* _Goal_:
Rewrite each of the items below with "pixel coordinates" replaced by "image coordinates" and every other word left as it is.

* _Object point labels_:
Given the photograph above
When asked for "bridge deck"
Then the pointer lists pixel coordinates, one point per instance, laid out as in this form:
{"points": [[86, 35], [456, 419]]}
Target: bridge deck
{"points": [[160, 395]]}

* _Output for this exercise_:
Given the photograph above
When asked for "bridge deck"
Then the pointer lists image coordinates, one point per instance, laid out as in this form:
{"points": [[86, 35], [456, 419]]}
Target: bridge deck
{"points": [[160, 395]]}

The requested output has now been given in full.